Document text:
____________
I'm not perfect.  I forget what teaching should be about probably as often as I frantically search for where I put down my work keys.  But maybe that's what these kinds of days are meant to do--serve as a reminder from the cosmos to slow down and refocus.

And to remind me to not let the dogs on the bed tomorrow morning.

 
 
One of the more important lessons I learned from my first year of standards-based scoring was this: I had to do a better job at helping students really understand what each level in my system (this year a 0-5) looked like.  I will never forget when a student from last year wrote me a little note on one of her tests that said, "Mrs. E, I really want to get a 4, but I don't know how."

That statement crushed me.  But it also told me exactly what I had to do this year in order to help students see what mastery is (or, in my classroom lingo this year, how to "know & own" the understanding). 

But there's not just one way to show students what mastery looks like. I've found that helping students see the difference between a 1 and a 2 and a 3 and a 4 and a 5 is an ongoing process in a standards-based classroom; it's something you must constantly and consistently do, and do in a variety of ways.  If not, what my students do is start viewing the levels in the more traditional view of numbers and letters and accumulating points instead of understanding, and start focusing on everything about grading that has nothing to do with their actual knowledge and learning of concepts.  (I'm actually thinking about switching to a system with just three levels--get it and use it, get it, don't get it--but I haven't worked out the details concerning how to make this mesh with how I report scores in the conventional gradebook I am made to use.  More on that in a future post after I work out the kinks.)

Below are some activities that I have students do in order to gauge their level of mastery.  Basically these are basic metacognitive strategies, designed to get students to think about their thinking--and their learning.
____________
Data shown:
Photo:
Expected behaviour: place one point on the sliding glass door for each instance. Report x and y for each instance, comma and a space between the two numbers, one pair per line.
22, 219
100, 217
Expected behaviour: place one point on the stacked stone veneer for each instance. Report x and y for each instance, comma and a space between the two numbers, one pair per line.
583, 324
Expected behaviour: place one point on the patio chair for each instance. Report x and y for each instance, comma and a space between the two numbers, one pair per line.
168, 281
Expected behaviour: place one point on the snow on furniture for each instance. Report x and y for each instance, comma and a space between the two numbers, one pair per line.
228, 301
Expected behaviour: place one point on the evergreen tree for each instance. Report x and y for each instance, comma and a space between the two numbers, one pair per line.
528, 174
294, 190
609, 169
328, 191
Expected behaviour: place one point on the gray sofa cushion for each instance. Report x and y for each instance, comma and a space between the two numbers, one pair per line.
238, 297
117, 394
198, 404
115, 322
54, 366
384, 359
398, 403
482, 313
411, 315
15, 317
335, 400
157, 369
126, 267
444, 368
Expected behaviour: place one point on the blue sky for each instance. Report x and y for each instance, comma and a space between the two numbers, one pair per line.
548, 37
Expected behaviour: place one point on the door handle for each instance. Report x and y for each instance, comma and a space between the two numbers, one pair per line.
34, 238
____________
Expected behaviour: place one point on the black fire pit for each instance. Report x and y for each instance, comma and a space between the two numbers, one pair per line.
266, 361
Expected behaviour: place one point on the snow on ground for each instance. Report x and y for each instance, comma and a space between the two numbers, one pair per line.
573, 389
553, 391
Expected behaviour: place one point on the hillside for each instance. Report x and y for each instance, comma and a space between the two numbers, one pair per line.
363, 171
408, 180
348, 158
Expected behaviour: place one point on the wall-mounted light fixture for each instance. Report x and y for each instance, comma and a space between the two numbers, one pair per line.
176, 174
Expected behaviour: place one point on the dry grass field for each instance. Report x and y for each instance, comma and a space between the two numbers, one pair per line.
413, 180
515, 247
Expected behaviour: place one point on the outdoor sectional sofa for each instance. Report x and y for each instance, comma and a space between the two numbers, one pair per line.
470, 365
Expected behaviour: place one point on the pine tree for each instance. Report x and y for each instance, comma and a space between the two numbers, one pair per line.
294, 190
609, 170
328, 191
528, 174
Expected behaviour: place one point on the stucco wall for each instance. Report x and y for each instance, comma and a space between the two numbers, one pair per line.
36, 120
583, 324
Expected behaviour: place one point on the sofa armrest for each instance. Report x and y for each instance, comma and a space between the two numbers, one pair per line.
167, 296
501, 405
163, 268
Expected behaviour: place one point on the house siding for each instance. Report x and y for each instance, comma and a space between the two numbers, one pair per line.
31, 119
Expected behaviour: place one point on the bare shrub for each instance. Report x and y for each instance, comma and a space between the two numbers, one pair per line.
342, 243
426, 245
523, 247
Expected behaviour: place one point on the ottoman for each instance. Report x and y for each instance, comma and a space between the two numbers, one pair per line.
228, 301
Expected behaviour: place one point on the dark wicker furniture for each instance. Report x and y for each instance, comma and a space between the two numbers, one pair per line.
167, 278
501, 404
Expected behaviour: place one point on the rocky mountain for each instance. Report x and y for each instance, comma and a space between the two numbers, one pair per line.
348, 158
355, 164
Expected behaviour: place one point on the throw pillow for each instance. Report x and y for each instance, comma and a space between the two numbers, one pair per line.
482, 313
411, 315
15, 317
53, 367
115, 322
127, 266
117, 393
____________
What you need to do:
A: Decide whether each statement agrees with the standards-based scoring post, answering yes or no and quoting the deciding words: (i) This year the scoring levels run from 0 to 5. (ii) The writer has already settled how a three-level system would fit the conventional gradebook. (iii) A student once wrote a note asking how to earn a 4.
B: Carry the standards-based scoring post on from its last sentence.

Expected results:
A:
(i) Yes: "this year a 0-5"
(ii) No: "I haven't worked out the details concerning how to make this mesh with how I report scores in the conventional gradebook I am made to use"
(iii) Yes: "Mrs. E, I really want to get a 4, but I don't know how."

B:
  • Write your multiple choice answer choices on assessments (either formative or summative) at different levels, and have students discuss the answer choices in order to determine at which level of mastery each answer is.  During the first semester, I used Edmodo quizzes extensively to administer formative assessments (I call them "progress checks") after every few I can statements studied.  When I write the multiple choice for these progress checks, I assess each I can statement with a separate question, and write that I can statement number at the end of the question.  I then write the four answer choices at 4 different levels--one for each level of mastery in my scoring scale.  Whatever answer choice students select, that reveals at what level of mastery they currently are for that I can statement.  After students take the progress check, they are allowed to see their answers right away.  However, in Edmodo, it only tells them what the level 4 answer is (the "correct" one).  So, what I had them do after the first bazillion progress checks we took was have them discuss with each other what level of understanding the other choices were at, and then we went over them together.  This was an eye-opening experience for me; just to hear what some of their reasons for what choices were at what level told me that a) I had a heck of a lot more metacognitive work to do with them, and b) "gaming" the system was an inherent part of what they thought learning was.  However, after doing this constantly and consistently, students are (I think) starting to think about answering these questions in terms of understanding rather than things like "this answer is the longest so it must be the right one."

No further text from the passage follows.